Required task A
In the conversation about smart panels, return the passage starting at "It’s not just" and ending at "smart grid situation.", copied word for word.
Required task B
In the conversation about smart panels, list the appliances John names that can't all be turned on at once in a neighborhood.

Selection
Where some of it’s going to come from and I think it’ll become far less expensive in the future, is some of the more silicon-based solutions for solid state relays, circuit breakers. Then those have the added advantage too of really being like smart devices. It’s a smart panel at your house.
It’s not just on or off. It understands what current is going through it. It’s able to limit it. The utility is able to take a look at it. In everyone’s house, everything can communicate in a smart grid situation.
Kerim: I know very little about this topic, but I’ve overheard things like from the wave of that length that that appliance is drawing, you can tell which appliance unit is drawing how much power in your home. And you can tell, “Okay so the refrigerator used this much and the microwave used this much and the washer/dryer used this much” in analysis.
Will this be able to be done in the DC world as well with the same amount of ease?
John: Yeah, because it’s really just it’s limiting the current. As long as it understands the current, it almost allows you to oversize your house or your panel to the extent that it can mitigate how much power the individual residents might be drawing. It knows that in this neighborhood you can’t turn on your EV charger, dryer, refrigerator, and everything all at once.
It allows for a more staggered approach for how the energy is being utilized at a house which is going to help offset some of the infrastructure problems that we’re going to face. It can’t just all be solved by bringing in the max amount of power to each individual location. It has to be solved with a variety of solutions, and some of those are smart charging solutions and AI solutions.
Kerim: Right. If you were to take a guess of how this is going to look like in the future, what would you say?

Entries provided
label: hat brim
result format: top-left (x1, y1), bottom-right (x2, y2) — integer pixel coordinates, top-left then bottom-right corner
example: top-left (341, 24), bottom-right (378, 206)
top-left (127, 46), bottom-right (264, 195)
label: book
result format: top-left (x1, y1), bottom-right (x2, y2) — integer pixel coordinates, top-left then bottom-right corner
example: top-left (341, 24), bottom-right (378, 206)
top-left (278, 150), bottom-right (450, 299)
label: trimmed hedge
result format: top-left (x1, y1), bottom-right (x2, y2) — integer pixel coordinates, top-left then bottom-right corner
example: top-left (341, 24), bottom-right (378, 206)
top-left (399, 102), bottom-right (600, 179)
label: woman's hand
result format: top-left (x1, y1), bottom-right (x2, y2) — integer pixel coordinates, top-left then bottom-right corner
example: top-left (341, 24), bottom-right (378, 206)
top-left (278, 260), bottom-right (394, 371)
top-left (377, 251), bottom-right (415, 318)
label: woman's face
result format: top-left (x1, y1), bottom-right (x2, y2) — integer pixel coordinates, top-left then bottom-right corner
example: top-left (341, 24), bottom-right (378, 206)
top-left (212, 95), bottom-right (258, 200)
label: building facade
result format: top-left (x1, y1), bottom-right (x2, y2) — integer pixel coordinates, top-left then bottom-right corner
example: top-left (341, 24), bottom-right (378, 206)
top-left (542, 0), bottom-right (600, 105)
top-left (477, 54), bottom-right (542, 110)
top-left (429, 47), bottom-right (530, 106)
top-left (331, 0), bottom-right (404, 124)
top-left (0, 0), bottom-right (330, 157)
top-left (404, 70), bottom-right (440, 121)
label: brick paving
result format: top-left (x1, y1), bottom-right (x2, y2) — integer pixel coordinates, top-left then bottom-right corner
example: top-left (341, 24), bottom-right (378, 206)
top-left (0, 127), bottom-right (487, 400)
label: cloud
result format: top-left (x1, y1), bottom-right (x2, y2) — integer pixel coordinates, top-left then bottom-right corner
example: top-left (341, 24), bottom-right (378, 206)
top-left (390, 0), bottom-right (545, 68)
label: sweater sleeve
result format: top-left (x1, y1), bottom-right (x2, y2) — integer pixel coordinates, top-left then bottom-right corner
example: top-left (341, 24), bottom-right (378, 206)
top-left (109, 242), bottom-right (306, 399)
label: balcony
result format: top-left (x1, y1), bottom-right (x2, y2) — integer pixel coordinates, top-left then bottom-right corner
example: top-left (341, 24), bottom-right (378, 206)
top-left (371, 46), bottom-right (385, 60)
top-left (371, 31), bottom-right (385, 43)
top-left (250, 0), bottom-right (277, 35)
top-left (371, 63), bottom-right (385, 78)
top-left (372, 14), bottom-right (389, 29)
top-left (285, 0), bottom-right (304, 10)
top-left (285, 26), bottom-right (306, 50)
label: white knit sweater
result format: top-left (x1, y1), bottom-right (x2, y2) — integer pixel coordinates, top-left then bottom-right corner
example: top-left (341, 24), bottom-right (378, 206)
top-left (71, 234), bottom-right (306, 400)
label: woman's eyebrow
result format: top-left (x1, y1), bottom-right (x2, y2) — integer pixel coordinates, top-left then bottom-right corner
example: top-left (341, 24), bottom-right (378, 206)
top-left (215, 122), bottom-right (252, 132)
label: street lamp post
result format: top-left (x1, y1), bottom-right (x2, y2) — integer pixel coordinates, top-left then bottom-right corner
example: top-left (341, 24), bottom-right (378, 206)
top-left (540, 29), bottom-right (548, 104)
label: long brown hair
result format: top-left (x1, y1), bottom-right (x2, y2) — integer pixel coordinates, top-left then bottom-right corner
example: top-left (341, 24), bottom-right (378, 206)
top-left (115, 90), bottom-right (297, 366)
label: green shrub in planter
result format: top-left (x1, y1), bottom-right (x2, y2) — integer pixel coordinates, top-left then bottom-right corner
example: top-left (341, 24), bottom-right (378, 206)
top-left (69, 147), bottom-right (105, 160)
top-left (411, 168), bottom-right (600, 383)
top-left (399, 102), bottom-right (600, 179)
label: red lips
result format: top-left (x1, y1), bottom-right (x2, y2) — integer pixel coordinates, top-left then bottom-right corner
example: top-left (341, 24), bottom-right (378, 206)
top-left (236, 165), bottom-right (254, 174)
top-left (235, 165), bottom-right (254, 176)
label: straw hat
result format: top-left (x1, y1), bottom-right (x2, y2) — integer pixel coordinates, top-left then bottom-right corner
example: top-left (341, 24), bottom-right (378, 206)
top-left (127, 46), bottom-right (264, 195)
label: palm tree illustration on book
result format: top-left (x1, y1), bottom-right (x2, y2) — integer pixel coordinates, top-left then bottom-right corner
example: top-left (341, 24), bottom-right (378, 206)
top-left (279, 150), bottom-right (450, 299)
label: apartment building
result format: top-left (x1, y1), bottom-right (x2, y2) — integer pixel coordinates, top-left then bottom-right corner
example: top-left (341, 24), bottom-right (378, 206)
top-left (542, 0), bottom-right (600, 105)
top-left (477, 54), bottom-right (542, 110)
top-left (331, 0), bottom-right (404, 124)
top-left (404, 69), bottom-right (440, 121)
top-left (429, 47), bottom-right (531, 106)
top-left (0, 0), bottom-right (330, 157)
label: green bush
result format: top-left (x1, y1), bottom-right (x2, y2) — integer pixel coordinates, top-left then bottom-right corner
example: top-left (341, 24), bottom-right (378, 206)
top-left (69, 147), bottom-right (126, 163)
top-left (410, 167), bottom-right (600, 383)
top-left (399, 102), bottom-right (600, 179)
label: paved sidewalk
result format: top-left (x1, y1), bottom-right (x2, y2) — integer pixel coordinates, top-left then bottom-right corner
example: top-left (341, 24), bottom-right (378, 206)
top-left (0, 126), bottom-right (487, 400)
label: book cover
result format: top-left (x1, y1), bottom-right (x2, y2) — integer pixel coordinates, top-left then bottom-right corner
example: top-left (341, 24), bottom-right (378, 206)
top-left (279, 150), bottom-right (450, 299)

Task solution A
It’s not just on or off. It understands what current is going through it. It’s able to limit it. The utility is able to take a look at it. In everyone’s house, everything can communicate in a smart grid situation.

Task solution B
EV charger
dryer
refrigerator